[start of Input for this task]

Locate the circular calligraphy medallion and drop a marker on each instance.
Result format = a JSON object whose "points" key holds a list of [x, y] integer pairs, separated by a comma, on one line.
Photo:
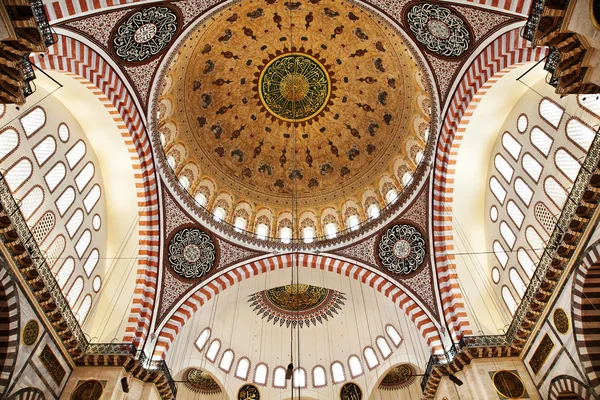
{"points": [[294, 87]]}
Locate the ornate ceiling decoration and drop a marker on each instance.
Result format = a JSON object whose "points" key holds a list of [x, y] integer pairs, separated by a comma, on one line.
{"points": [[399, 377], [297, 304], [401, 249]]}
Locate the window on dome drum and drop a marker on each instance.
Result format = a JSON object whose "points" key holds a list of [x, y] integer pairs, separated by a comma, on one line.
{"points": [[65, 200], [44, 150], [551, 112], [500, 253], [371, 357], [279, 377], [567, 164], [9, 140], [203, 339], [33, 121], [509, 300], [383, 347], [91, 262], [503, 167], [319, 379], [83, 243], [394, 335], [65, 272], [580, 134], [532, 167], [84, 309], [511, 145], [243, 368], [75, 291], [355, 366], [32, 201], [541, 141], [260, 374], [299, 378], [555, 191], [18, 174], [213, 350], [308, 234], [517, 282], [75, 154], [74, 222], [337, 372], [226, 360], [515, 214], [497, 189], [523, 191], [84, 176]]}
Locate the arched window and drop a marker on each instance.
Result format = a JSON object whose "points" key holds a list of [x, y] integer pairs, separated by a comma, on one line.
{"points": [[567, 164], [507, 234], [337, 372], [75, 291], [497, 189], [84, 309], [55, 176], [243, 368], [18, 174], [299, 378], [65, 200], [355, 366], [92, 198], [541, 141], [511, 145], [555, 191], [226, 360], [371, 357], [503, 167], [319, 377], [509, 300], [83, 243], [203, 339], [517, 282], [551, 112], [279, 377], [526, 262], [213, 350], [91, 262], [74, 222], [33, 121], [580, 134], [32, 202], [64, 273], [515, 213], [75, 154], [383, 347], [44, 150], [84, 176], [500, 253], [260, 374], [523, 191], [9, 140]]}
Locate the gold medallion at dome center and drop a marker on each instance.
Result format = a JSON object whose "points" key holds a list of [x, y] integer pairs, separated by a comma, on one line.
{"points": [[294, 87]]}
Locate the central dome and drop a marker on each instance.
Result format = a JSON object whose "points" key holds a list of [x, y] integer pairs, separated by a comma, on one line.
{"points": [[319, 98]]}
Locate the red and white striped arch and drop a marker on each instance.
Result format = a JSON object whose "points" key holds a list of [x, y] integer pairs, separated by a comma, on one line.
{"points": [[507, 51], [375, 280], [74, 57]]}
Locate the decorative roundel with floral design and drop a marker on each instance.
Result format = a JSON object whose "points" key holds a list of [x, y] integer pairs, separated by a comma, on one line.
{"points": [[143, 34], [401, 249], [439, 29], [191, 253]]}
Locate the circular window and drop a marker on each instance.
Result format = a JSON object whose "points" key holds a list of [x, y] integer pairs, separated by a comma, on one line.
{"points": [[522, 123], [494, 213]]}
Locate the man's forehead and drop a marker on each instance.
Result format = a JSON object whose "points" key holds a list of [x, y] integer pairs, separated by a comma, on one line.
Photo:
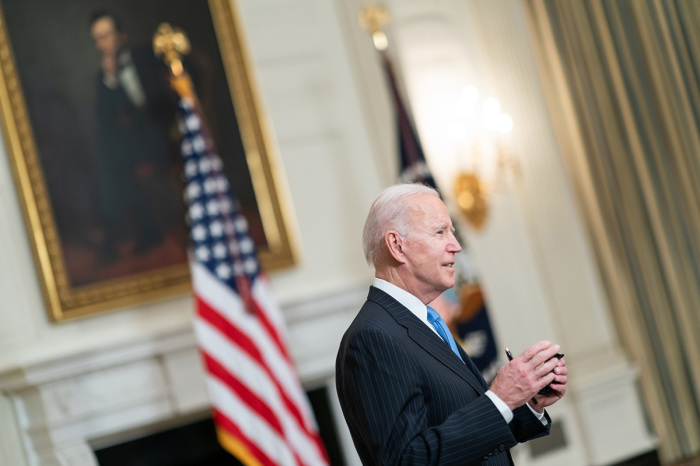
{"points": [[430, 211]]}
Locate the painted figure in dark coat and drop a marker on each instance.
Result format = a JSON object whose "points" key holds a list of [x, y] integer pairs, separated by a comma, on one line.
{"points": [[136, 116], [409, 395]]}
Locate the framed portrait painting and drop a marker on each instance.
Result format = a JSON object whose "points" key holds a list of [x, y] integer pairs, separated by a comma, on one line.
{"points": [[89, 121]]}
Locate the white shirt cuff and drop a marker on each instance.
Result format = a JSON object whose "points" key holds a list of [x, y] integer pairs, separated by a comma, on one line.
{"points": [[501, 406], [540, 416]]}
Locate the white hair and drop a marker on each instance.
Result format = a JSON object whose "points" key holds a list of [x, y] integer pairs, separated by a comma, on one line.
{"points": [[390, 211]]}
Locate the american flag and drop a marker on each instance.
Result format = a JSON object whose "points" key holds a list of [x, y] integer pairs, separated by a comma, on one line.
{"points": [[260, 410]]}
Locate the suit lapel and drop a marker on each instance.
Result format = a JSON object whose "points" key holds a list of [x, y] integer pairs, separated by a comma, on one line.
{"points": [[426, 338]]}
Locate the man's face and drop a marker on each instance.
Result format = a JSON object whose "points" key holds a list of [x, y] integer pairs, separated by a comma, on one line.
{"points": [[107, 39], [430, 250]]}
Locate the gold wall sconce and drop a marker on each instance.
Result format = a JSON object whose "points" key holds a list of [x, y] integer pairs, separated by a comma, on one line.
{"points": [[478, 133]]}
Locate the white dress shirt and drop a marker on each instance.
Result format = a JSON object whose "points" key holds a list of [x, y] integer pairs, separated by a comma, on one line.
{"points": [[420, 310]]}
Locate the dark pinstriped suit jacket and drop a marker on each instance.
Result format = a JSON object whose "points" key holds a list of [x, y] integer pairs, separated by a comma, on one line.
{"points": [[408, 399]]}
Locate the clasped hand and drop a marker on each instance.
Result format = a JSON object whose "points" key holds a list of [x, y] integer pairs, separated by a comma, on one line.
{"points": [[518, 382]]}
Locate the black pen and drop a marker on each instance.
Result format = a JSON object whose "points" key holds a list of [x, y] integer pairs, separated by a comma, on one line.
{"points": [[510, 358]]}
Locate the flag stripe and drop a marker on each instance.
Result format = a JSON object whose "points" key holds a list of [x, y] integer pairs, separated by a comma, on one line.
{"points": [[247, 396], [241, 366], [249, 454], [250, 426], [242, 340], [228, 304], [260, 408]]}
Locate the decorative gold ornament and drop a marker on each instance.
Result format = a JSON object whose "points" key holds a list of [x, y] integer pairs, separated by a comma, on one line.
{"points": [[171, 44], [372, 17], [471, 199]]}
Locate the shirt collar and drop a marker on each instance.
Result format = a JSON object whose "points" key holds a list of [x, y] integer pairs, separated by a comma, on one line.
{"points": [[405, 298]]}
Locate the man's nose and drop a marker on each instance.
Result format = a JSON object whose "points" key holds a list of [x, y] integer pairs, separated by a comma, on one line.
{"points": [[454, 244]]}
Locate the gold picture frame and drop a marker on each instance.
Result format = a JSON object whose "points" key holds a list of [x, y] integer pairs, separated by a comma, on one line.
{"points": [[73, 280]]}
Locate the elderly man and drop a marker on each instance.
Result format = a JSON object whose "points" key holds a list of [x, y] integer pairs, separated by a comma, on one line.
{"points": [[409, 393]]}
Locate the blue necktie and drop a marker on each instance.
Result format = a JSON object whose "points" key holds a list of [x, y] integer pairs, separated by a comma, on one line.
{"points": [[441, 327]]}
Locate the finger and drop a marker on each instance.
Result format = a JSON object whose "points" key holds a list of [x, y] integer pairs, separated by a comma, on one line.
{"points": [[547, 355], [546, 368], [544, 381], [529, 353]]}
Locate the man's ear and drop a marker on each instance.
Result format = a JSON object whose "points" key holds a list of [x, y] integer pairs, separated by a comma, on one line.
{"points": [[395, 246]]}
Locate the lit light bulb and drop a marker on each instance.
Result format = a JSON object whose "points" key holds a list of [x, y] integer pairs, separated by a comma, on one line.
{"points": [[505, 123], [456, 131], [470, 94], [491, 106]]}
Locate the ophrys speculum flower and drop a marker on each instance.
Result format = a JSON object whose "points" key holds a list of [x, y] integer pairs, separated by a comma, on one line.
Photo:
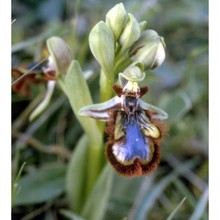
{"points": [[133, 127]]}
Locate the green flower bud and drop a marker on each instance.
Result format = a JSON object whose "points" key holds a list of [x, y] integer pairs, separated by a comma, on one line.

[end of Input for this task]

Could you repeat all of the material exactly? Pictures should not be copied.

Locate the circular calligraphy medallion and drop a marker on each instance.
Result format = a JSON object whose "points" key holds a list of [x, y] integer pairs, separated by a comma, on one line.
Photo:
{"points": [[294, 87]]}
Locate the ornate ceiling decoration and drop a marker on each instance.
Result format = a JSON object whose "points" key holds a list of [x, y] integer pairs, separated by a comma, on one line.
{"points": [[399, 377], [297, 304], [401, 249]]}
Locate the window on dome drum and drop a marker on each instance.
Result format = a JSON object whose "points" key holds a list of [x, y] integer pairs, separated by a comma, on one line.
{"points": [[65, 200], [44, 150], [551, 112], [500, 253], [371, 357], [279, 377], [567, 164], [9, 140], [203, 339], [33, 121], [509, 300], [383, 347], [91, 262], [503, 167], [319, 379], [83, 243], [394, 335], [65, 272], [580, 134], [532, 167], [84, 309], [511, 145], [243, 368], [75, 291], [355, 366], [32, 201], [541, 141], [260, 374], [299, 378], [555, 191], [18, 174], [213, 350], [308, 234], [517, 282], [75, 154], [74, 222], [337, 372], [226, 360], [515, 214], [497, 189], [523, 191], [84, 176]]}
Locate the arched window and drop a marker on each instance.
Result format = a JSON object whose "points" key holds a list of [x, y] integer pairs, separated by a comma, on one line.
{"points": [[567, 164], [507, 234], [337, 372], [75, 291], [497, 189], [84, 309], [55, 176], [243, 368], [18, 174], [299, 378], [65, 200], [355, 366], [92, 198], [541, 141], [511, 145], [555, 191], [226, 360], [371, 357], [503, 167], [319, 377], [509, 300], [83, 243], [203, 339], [517, 282], [551, 112], [279, 377], [526, 262], [213, 350], [91, 262], [74, 222], [33, 121], [580, 134], [32, 202], [64, 273], [515, 213], [75, 154], [383, 347], [44, 150], [84, 176], [500, 253], [260, 374], [523, 191], [9, 140]]}
Locate the gold medallion at dome center and drop a marker on each instance.
Result format = a JSON object whose "points" key holds a list of [x, y] integer pairs, separated by a comma, on one line.
{"points": [[294, 87]]}
Locate the central dome and drop a marker on each instance.
Result format = a JSON object whose "points" key holds a list of [x, y] integer pairs, separated by a comma, on one line.
{"points": [[319, 98]]}
Locate the red and white striped arch and drop a marker on each instance.
Result format = a JSON object whose "points" key holds a list of [x, y] integer pairs, separated by a comma, on one line.
{"points": [[507, 51], [375, 280], [74, 57]]}
Locate the decorative roundel with floral design and drop a marker on each instance.
Result format = a JSON object whose "points" key holds a list of [x, y] integer pairs, separated by a comma, on one line.
{"points": [[143, 34], [401, 249], [439, 29], [191, 253]]}
Locate the circular window and drop a marker on each instance.
Result format = a JSON object whose "points" key holds a list of [x, y] integer pairs, separated by a comma, on one line.
{"points": [[522, 123], [494, 213]]}
Locate the man's forehead and drop a marker on each instance.
Result format = a JSON object whose "points" key holds a list of [x, y] integer pairs, separated by a comma, on one line.
Photo:
{"points": [[430, 211]]}
Locate the painted figure in dark coat and drop a marker on each instance.
Result format = a JSON object whose "points" key holds a list of [x, y] integer pairs, separated by a comma, on one line.
{"points": [[136, 116], [409, 395]]}
Locate the framed portrait painting and drop a marker on each instance.
Result format = a JSON object whose "points" key holds a list of [x, y] integer pairs, separated by a comma, on one line.
{"points": [[89, 121]]}
Locate the white shirt cuff and drop a marker on each instance.
Result format = a JSON object whose "points" key holds a list of [x, y] integer pairs, separated by a comma, on one line.
{"points": [[501, 406], [540, 416]]}
Locate the white hair and drop a marker on each instance.
Result format = a JSON object whose "points" key holds a list of [x, y] integer pairs, separated by a comma, on one line.
{"points": [[390, 211]]}
Locate the american flag and drop a marker on each instance.
Result format = a JSON object whose "points" key holds a list of [x, y] integer pairs, separated by a comma, on one line.
{"points": [[260, 410]]}
Locate the suit lapel and drop a marker on each instance.
Result format = a JSON object whose "points" key holds a list of [x, y] integer pairs, separated by a comma, on one line.
{"points": [[426, 338]]}
Locate the man's face and drop a marker on each instance.
Result format = a JSON object whose "points" key holds a list of [x, y] integer pairs, separated by a comma, on one line.
{"points": [[107, 39], [430, 250]]}
Locate the gold wall sconce and drop a marker on each instance.
Result format = a JSON object whose "points" key holds a list of [x, y] integer pairs, separated by a comma, on one line.
{"points": [[478, 133]]}
Locate the white dress shirt and drop a marker on each instance.
Result format = a JSON object whose "points" key holds a list of [x, y] integer pairs, separated by a comma, on one line.
{"points": [[420, 310]]}
Locate the dark pinstriped suit jacket and drop a marker on each instance.
Result format = a JSON object whose "points" key holds a list of [x, y] integer pairs, separated by a comma, on one line.
{"points": [[408, 399]]}
Locate the clasped hand and drop a marker on each instance.
Result format = a JSON object whose "points" key holds a list of [x, y] integer pairs, separated by a comma, on one line.
{"points": [[518, 382]]}
Locate the black pen and drop a marker on each instance.
Result format = a JSON object whose "points" key holds a list of [x, y] integer pairs, separated by a comma, on one line.
{"points": [[510, 358]]}
Locate the flag stripe and drop a marker on each instance.
Result format = a JSON object whose "points" key holds a list of [x, y] integer pairs, separated by a comma, on one line.
{"points": [[247, 396], [241, 366], [249, 454], [250, 426], [242, 340], [228, 304], [260, 408]]}
Locate the decorative gold ornament and drop a marker on each instance.
Result format = a JSON object whose "points" key holds a list of [x, y] integer pairs, separated by a comma, on one line.
{"points": [[171, 44], [372, 17], [471, 199]]}
Locate the shirt collar and drop a marker on each instance.
Result format = a JSON object whose "points" key holds a list of [x, y] integer pairs, separated by a comma, on one line.
{"points": [[405, 298]]}
Locate the man's nose and drop a marker on each instance.
Result format = a JSON object whose "points" key holds a list of [x, y] integer pairs, separated by a comma, on one line.
{"points": [[454, 244]]}
Locate the gold picture frame and drop a marker on each instance.
Result format = a JSON object whose "points" key holds a list of [x, y] integer pairs, separated by a comma, on one line.
{"points": [[73, 280]]}
Locate the elderly man and drop a marker on each instance.
Result format = a JSON object whose "points" key holds a list of [x, y] integer pairs, separated by a comma, on one line.
{"points": [[409, 393]]}
Locate the blue necktie and drop a marker on each instance.
Result format = a JSON object whose "points" key holds a list of [x, y] integer pairs, separated by a comma, on one line.
{"points": [[441, 327]]}
Locate the finger and drop a marker on each instance.
Result format = a JSON object whose "points" key holds a list of [x, y] integer pairs, separated by a comma, on one line.
{"points": [[547, 355], [546, 368], [544, 381], [529, 353]]}
Locate the man's ear and drop a marker on each instance.
Result format = a JSON object whose "points" key holds a list of [x, y] integer pairs, separated by a comma, on one line.
{"points": [[395, 246]]}
Locate the lit light bulb and drop a marker on each instance.
Result format = a JSON object whose "points" key holds a list of [x, y] integer pairs, separated by a comma, on one line.
{"points": [[505, 123], [456, 131], [470, 94], [491, 106]]}
Locate the ophrys speculum flower and drop a marker on each instance.
Result format = a JSON object whose "points" key holds a list of [x, y] integer pairs, separated by a comma, on one line.
Photo:
{"points": [[133, 127]]}
Locate the green flower bud and drop a marker on each instance.
Result format = a JSON object whose "points" key holds a list of [x, y] integer pairs, separated by a comma, on one line.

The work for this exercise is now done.